CHALLENGE
Extract every line below that contains the string "sign", matching case exactly.

RECORDS FOR THE EXERCISE
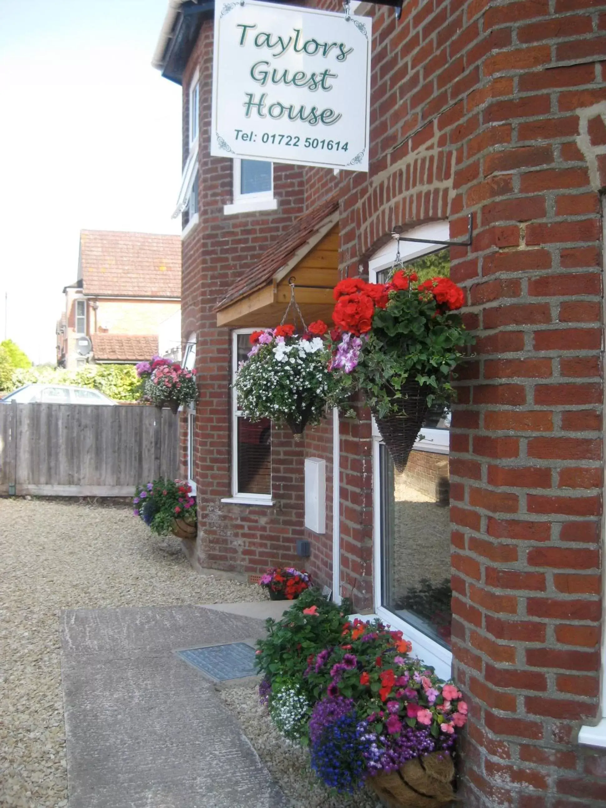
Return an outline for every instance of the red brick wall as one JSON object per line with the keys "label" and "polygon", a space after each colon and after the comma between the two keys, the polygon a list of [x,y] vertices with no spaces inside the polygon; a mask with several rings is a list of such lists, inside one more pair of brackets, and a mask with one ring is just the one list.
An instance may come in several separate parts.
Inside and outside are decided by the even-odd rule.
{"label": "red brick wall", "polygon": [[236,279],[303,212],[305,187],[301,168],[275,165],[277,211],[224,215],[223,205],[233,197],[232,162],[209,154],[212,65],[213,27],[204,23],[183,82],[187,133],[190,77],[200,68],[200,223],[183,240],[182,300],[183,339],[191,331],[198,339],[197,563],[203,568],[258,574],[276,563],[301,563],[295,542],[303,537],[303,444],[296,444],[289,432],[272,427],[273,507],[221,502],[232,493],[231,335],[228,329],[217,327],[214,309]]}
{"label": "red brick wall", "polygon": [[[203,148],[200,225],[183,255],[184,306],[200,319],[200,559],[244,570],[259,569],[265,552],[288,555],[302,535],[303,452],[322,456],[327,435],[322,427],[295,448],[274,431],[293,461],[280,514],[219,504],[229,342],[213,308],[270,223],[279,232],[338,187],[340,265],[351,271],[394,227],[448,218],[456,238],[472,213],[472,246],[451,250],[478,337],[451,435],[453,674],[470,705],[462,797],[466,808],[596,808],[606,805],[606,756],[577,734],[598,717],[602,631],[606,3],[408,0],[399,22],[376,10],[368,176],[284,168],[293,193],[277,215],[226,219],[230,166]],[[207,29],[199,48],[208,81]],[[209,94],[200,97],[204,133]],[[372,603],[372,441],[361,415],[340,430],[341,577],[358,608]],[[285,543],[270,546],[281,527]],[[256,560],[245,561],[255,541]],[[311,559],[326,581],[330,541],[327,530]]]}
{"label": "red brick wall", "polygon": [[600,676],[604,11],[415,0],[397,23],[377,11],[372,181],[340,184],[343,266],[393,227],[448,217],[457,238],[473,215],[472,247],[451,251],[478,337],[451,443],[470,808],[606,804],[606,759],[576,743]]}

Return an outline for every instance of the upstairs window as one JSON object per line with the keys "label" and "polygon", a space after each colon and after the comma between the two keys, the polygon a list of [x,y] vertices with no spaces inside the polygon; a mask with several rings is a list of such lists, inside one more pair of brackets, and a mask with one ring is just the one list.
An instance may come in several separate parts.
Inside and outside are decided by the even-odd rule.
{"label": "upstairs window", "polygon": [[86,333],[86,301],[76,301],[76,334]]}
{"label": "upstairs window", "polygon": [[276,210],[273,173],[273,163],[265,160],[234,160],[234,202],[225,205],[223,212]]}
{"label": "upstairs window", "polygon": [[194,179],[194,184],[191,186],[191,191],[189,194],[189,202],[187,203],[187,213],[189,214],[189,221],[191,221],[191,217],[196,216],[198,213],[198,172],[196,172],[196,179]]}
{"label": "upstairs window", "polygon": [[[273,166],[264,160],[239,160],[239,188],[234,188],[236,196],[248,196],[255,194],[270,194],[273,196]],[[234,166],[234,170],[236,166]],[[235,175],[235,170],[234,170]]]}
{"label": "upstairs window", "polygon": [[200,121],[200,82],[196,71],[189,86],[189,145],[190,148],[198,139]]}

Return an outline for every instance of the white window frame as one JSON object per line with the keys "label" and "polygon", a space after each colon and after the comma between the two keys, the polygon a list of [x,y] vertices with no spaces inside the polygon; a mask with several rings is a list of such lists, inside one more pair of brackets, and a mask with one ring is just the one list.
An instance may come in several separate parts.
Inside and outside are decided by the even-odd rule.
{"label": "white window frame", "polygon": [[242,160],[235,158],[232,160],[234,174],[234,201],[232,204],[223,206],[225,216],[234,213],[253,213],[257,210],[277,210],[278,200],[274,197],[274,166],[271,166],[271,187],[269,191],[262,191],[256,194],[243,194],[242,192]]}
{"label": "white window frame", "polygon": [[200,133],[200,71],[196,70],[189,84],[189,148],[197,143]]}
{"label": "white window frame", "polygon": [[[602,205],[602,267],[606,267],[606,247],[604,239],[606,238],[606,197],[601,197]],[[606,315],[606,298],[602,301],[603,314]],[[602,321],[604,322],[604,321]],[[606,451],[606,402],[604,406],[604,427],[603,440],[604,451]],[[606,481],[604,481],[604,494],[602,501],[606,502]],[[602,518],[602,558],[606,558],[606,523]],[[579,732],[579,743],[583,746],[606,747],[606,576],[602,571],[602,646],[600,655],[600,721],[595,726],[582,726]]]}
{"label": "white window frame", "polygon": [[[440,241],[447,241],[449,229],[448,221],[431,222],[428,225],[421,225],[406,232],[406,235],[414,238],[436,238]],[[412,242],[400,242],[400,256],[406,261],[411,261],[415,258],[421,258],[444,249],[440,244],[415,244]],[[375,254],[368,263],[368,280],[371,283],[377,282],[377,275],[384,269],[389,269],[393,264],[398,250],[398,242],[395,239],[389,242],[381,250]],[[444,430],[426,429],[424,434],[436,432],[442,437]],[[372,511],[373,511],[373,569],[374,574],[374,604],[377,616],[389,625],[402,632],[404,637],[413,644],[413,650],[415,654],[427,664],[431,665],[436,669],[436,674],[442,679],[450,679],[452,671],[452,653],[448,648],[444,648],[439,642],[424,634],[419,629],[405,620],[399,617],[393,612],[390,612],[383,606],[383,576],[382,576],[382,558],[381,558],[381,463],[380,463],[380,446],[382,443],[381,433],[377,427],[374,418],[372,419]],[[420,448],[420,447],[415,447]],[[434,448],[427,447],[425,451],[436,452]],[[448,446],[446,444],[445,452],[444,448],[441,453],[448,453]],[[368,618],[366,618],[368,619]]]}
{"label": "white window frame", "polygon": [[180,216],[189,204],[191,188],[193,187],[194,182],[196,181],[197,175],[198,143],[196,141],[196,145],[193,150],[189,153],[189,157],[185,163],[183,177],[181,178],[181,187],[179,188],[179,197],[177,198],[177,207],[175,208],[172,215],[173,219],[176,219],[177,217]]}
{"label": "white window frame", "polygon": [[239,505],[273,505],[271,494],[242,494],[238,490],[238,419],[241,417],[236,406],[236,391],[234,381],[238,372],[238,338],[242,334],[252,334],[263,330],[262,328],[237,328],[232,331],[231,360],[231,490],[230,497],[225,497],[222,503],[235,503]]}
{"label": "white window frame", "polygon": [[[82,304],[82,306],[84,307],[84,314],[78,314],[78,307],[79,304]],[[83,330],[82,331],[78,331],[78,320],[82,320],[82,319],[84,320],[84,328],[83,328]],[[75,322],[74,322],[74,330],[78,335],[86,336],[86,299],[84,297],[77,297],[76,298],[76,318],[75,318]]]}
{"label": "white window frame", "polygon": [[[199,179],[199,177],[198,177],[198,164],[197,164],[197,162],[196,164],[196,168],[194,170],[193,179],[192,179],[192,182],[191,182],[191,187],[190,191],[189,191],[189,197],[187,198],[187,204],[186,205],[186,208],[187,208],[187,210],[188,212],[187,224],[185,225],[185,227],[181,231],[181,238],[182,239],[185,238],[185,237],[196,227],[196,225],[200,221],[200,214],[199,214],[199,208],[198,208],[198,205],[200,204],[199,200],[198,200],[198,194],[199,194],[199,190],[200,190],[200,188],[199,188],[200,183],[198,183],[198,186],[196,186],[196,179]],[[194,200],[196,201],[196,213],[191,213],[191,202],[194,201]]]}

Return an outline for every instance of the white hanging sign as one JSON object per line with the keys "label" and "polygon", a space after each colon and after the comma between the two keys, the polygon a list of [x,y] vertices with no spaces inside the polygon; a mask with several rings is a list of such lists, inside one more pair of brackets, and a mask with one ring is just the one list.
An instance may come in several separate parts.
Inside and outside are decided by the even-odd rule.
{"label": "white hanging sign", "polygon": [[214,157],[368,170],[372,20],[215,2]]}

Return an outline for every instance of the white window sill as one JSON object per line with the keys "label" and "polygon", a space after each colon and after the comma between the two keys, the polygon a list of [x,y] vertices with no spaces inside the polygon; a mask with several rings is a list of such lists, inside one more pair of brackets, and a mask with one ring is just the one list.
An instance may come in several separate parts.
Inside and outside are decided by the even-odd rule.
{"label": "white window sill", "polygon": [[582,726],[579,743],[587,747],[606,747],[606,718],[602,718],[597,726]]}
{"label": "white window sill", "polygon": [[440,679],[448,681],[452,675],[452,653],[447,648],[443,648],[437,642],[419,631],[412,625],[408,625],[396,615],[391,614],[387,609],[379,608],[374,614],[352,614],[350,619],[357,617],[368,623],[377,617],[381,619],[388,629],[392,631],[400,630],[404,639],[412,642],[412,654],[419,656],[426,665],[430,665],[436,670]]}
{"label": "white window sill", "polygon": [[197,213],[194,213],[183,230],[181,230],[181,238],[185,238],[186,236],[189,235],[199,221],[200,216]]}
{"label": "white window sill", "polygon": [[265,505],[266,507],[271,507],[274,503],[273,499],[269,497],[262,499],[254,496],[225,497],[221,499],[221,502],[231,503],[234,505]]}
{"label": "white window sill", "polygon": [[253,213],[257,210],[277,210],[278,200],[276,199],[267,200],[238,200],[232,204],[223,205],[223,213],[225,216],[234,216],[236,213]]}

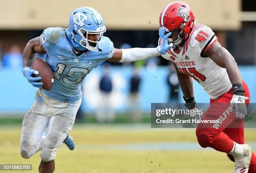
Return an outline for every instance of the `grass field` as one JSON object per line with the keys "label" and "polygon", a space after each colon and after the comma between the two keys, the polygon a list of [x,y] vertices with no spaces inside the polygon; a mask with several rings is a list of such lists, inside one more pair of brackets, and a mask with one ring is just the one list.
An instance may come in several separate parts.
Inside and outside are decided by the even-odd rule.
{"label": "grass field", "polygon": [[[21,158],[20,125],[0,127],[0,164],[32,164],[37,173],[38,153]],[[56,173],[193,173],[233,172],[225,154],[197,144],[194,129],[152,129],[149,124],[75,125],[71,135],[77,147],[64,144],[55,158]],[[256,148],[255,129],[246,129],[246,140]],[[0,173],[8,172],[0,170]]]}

ANSWER TO THE PROBLEM
Return an outline for every instance of the white hanging sign as one JSON object per line with the keys "label" and "polygon", a space after each colon and after the comma between the two keys, the polygon a list of [x,y] vertices with no spaces inside the polygon; a mask with several rings is a list of such lists, inside one more pair of brackets, and a mask with one ring is just the one list.
{"label": "white hanging sign", "polygon": [[214,157],[368,170],[372,20],[215,2]]}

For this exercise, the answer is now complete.